***** PASSAGE SHOWN *****

Streaming giant Netflix Inc. projected revenue for the current quarter fell short of Wall Street expectations, leading to investors booking profits in the stock after a sharp run-up this year. Shares fell as much as 10 percent in extended trading on Wednesday. The stock is up over 60 percent this year.
Netflix expects current quarter sales to be at $8.52 billion which is below the average Wall Street estimate of $8.67 billion.
For the quarter, Netflix added 5.89 million subscribers, marking the best second quarter since the pandemic. The figure was also well above expectations of 2.07 million new subscribers. The company expects to add another 6 million subscribers this quarter. Revenue is also likely to accelerate in the second half of the year as Netflix sees “the full benefits” of its password-sharing crackdown and steady growth in its ad-supported plan.
The company credited much of the boom to its crackdown on password sharing. In May, the streaming leader started charging people in more than 100 countries to continue sharing their passwords, a key part of its plan to accelerate growth after a sluggish 2022. Viewers using someone else’s subscription can now either pay to keep sharing or set up their own account.

***** SOURCE INFORMATION *****

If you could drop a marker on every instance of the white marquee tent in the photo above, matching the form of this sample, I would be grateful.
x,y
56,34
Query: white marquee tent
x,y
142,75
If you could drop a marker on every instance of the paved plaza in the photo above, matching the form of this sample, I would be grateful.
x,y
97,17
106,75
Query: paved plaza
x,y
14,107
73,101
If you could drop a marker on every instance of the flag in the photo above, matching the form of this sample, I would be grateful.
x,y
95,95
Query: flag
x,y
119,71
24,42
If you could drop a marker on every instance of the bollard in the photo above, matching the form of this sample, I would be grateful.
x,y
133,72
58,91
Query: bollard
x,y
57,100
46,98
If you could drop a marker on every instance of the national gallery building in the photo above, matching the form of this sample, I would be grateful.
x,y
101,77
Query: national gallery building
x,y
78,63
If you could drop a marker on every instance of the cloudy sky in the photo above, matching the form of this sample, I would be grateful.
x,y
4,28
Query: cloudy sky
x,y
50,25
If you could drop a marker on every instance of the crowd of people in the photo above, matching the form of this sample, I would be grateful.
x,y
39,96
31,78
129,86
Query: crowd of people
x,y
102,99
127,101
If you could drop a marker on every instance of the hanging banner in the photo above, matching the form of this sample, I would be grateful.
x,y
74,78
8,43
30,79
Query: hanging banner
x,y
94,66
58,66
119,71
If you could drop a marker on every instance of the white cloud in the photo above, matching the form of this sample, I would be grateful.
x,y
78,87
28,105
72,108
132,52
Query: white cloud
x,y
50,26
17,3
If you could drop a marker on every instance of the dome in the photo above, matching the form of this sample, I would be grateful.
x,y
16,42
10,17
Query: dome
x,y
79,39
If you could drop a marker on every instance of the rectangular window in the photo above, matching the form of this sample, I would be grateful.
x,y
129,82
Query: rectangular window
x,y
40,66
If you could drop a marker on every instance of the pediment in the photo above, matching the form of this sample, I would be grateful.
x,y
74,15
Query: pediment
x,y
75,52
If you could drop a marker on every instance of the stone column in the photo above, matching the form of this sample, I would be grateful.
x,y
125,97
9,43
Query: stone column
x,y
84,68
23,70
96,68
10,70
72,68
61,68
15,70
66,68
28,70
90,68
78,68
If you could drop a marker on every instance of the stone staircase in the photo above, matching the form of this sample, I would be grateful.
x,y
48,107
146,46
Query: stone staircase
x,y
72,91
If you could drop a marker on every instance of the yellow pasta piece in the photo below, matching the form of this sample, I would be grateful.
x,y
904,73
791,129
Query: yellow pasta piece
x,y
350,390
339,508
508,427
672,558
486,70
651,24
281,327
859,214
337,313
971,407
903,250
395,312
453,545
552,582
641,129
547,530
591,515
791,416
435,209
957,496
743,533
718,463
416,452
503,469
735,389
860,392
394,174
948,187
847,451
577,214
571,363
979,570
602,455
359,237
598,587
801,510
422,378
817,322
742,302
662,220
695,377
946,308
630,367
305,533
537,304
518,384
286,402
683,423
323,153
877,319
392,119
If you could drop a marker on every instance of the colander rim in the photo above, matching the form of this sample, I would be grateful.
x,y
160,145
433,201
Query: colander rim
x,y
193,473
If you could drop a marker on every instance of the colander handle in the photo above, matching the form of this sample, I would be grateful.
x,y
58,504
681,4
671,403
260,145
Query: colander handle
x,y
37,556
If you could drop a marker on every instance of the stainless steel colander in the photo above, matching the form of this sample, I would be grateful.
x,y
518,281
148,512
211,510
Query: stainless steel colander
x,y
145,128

*****
***** SOURCE INFORMATION *****

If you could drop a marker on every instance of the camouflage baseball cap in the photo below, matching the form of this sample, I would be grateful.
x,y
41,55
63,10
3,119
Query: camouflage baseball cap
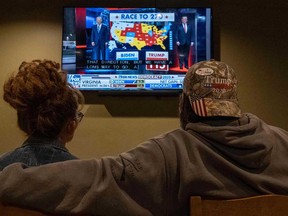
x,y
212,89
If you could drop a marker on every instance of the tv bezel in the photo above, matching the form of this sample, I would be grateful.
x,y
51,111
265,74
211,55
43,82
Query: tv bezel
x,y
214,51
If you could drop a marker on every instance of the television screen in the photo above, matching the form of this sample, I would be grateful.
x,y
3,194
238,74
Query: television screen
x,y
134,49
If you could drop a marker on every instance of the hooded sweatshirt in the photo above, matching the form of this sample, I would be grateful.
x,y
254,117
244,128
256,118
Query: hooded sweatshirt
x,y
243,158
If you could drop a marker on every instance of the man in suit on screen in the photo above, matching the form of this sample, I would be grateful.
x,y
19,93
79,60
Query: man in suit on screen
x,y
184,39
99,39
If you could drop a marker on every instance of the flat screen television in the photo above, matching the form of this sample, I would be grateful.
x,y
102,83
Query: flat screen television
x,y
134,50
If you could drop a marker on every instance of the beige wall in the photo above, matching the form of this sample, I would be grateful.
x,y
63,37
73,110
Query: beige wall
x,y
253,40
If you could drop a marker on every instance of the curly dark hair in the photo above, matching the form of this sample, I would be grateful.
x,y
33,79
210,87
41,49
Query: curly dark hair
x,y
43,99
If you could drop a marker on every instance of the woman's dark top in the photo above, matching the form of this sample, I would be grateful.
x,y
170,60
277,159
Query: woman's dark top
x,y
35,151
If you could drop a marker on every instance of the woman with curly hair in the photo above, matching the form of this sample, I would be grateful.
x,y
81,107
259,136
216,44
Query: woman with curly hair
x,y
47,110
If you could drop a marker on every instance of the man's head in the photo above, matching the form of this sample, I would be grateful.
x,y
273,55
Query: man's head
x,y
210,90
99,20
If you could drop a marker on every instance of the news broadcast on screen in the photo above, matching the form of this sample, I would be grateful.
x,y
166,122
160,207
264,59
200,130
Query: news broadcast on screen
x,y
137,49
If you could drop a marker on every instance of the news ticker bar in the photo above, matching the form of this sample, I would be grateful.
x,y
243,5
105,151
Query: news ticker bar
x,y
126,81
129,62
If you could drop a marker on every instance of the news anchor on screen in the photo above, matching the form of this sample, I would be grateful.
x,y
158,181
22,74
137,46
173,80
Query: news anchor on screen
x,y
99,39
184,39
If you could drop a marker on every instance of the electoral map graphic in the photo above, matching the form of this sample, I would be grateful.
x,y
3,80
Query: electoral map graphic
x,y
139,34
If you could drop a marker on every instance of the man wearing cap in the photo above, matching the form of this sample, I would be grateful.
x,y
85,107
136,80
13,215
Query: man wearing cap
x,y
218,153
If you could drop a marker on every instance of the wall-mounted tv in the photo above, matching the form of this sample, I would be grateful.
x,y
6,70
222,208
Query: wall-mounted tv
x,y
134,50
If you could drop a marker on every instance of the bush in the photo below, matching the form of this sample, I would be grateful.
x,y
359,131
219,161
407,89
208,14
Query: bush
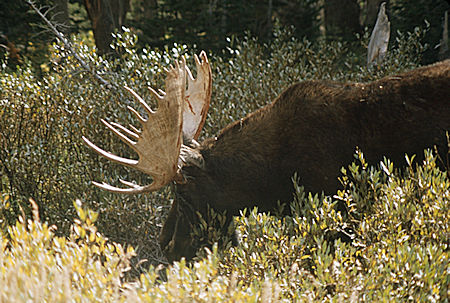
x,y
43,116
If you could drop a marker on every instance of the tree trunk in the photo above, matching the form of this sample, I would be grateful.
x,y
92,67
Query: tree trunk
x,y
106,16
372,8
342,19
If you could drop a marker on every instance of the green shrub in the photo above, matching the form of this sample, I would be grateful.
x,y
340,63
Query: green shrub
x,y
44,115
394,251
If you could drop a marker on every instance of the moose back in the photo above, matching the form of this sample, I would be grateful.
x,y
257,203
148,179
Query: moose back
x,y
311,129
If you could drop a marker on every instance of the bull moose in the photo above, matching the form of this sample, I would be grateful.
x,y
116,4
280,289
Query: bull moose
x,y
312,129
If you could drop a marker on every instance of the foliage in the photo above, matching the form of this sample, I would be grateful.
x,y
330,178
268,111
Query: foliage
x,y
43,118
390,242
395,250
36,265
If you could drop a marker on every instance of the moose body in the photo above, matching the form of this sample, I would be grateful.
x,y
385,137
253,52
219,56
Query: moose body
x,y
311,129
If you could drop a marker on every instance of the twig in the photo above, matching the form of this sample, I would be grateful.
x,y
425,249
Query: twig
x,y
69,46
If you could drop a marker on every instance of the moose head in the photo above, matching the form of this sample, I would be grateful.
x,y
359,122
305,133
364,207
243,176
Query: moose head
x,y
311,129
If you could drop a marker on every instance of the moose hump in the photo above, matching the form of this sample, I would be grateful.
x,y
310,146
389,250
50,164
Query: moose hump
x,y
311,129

*****
***** SOURCE INFORMATION *****

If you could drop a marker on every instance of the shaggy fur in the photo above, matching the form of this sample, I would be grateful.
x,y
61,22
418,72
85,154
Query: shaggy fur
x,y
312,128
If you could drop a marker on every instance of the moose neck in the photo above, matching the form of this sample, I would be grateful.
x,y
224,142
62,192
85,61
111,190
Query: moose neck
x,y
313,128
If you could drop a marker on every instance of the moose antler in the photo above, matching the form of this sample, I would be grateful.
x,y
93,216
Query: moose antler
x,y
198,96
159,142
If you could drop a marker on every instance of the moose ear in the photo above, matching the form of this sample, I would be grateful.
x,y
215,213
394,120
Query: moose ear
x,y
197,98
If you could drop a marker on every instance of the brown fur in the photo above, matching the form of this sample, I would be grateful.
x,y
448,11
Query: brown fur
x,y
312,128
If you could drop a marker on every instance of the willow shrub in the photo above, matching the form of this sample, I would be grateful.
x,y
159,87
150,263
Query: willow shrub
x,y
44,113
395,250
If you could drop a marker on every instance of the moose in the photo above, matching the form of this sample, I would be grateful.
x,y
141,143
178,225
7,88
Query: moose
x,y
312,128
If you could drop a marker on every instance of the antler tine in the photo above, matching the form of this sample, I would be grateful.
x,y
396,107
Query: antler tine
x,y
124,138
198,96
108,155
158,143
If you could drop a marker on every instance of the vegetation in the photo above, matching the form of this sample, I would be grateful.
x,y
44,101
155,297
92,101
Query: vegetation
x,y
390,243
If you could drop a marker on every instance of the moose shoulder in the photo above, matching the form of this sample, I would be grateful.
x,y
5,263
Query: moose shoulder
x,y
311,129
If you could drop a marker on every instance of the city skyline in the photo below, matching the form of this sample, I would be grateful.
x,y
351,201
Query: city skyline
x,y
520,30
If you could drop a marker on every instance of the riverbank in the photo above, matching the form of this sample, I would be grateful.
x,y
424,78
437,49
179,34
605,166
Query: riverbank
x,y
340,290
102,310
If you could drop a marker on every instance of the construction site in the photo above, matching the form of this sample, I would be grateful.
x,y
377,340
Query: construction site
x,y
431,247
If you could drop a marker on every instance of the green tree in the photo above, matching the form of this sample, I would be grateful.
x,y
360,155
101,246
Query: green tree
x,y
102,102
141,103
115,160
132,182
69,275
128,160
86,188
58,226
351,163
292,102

*****

ACTIVITY LIST
1. Answer these questions using the Netflix article:
(a) By how much did Netflix shares fall in extended trading on Wednesday?
(b) How many subscribers did Netflix add in the quarter?
(c) In how many countries did Netflix start charging people to keep sharing their passwords in May?
2. Reproduce the part of the Netflix article starting at "Streaming giant Netflix" and ending at "its ad-supported plan.".

RESPONSES BY TASK
1.
(a) As much as 10 percent.
(b) 5.89 million.
(c) More than 100.

2.
Streaming giant Netflix Inc. projected revenue for the current quarter fell short of Wall Street expectations, leading to investors booking profits in the stock after a sharp run-up this year. Shares fell as much as 10 percent in extended trading on Wednesday. The stock is up over 60 percent this year.
Netflix expects current quarter sales to be at $8.52 billion which is below the average Wall Street estimate of $8.67 billion.
For the quarter, Netflix added 5.89 million subscribers, marking the best second quarter since the pandemic. The figure was also well above expectations of 2.07 million new subscribers. The company expects to add another 6 million subscribers this quarter. Revenue is also likely to accelerate in the second half of the year as Netflix sees “the full benefits” of its password-sharing crackdown and steady growth in its ad-supported plan.